◆ SOURCE TEXT
George Bush and the Biblical apocalypse

Date Added: Friday 17th December 2004

A decade ago I read one of the most remarkable books I have ever read. It was called An Ethic for Christians and Other Aliens in a Strange Land. It was by William Stringfellow, a US theologian, whose work is not widely known.

It was written at the height of the Vietnam War when American opinion was even more polarised than it is today. In it Stringfellow used the images of the Book of Revelation to offer a searching reflection on American society and values. Surprisingly, to those who assumed that America’s destiny put it on the side of the New Jerusalem, Stringfellow said that America, as one of the principalities and powers talked of by the apostle Paul was in fact on the opposite side, that of Babylon.

Stringfellow’s book offers an antecedent for Michael Northcott’s timely challenge to the apocalyptic religion of America, and the preoccupation in some quarters with the Book of Revelation as a kind of map of the end of the world. Although Northcott doesn’t mention Stringfellow, like him he points out that preoccupation with the end of the World is not the only way to read the last book of the Christian Bible: Biblical apocalyptic, rightly interpreted, provide powerful resources for Christians to resist and critique American imperialism.

◆ WORK TO DO
1. In the piece on George Bush and the Biblical apocalypse, during which war was William Stringfellow's book written?
2. Carry on the piece about George Bush and the Biblical apocalypse, picking up right after its last sentence.

◆ RAW DATA
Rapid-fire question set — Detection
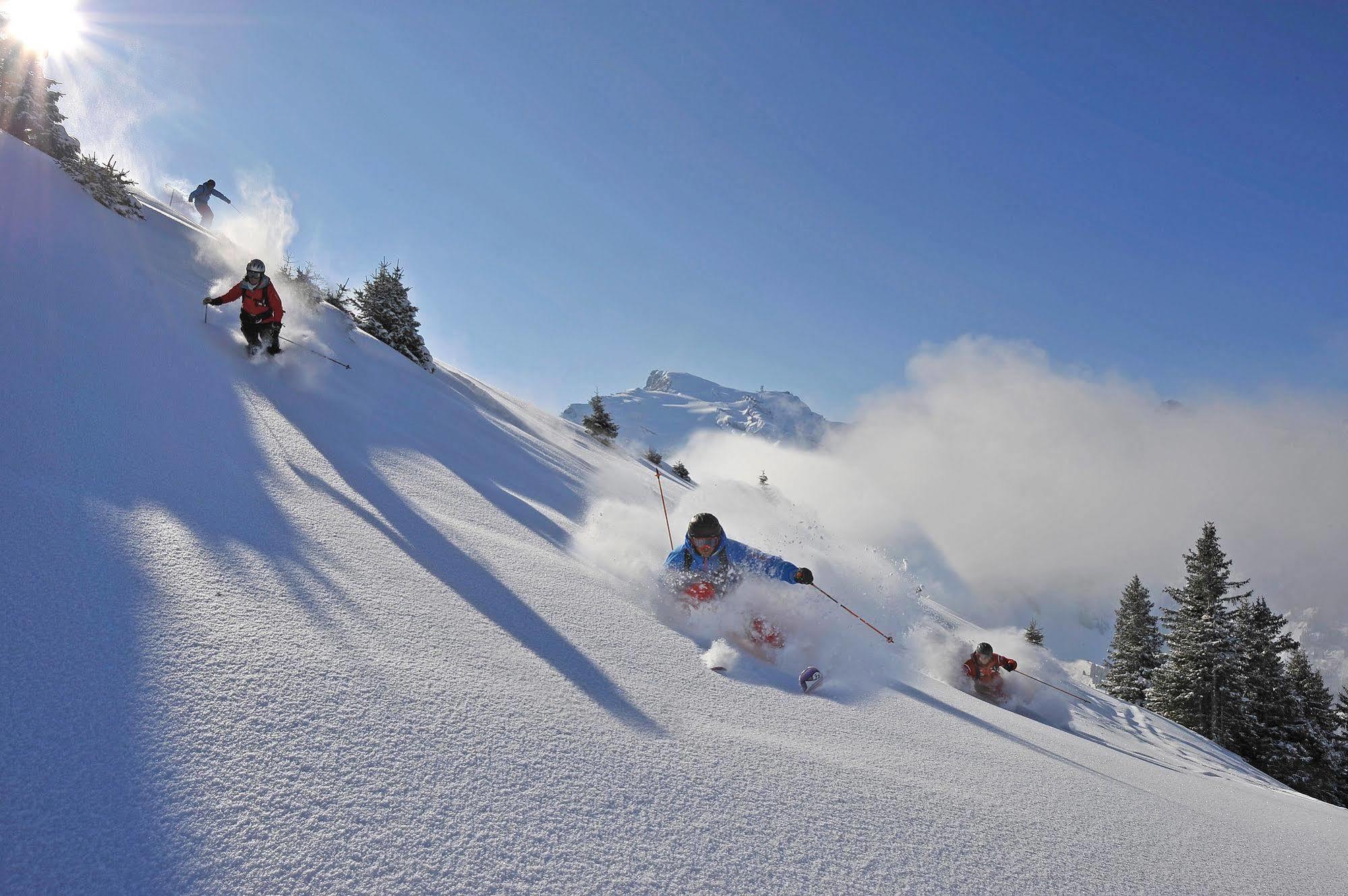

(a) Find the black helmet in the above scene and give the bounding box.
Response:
[687,513,724,537]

◆ REPLIES
1. The Vietnam War.

2.
Northcott also draws on some of the alternative Christian positions on offer in the US. Prime among them is that of the Mennonite theologian John Howard Yoder, especially the critique of Christen-dom, his pacifism as well as the practical work of Mennonites in conflict resolution.

Northcott’s book illuminates the background of the religious culture of the now dominant segment of modern North American religion, which has been particularly influential on George Bush and Republican politics, and points out that this is not the only theological voice we should be heeding in this powerful and, for us all, important nation.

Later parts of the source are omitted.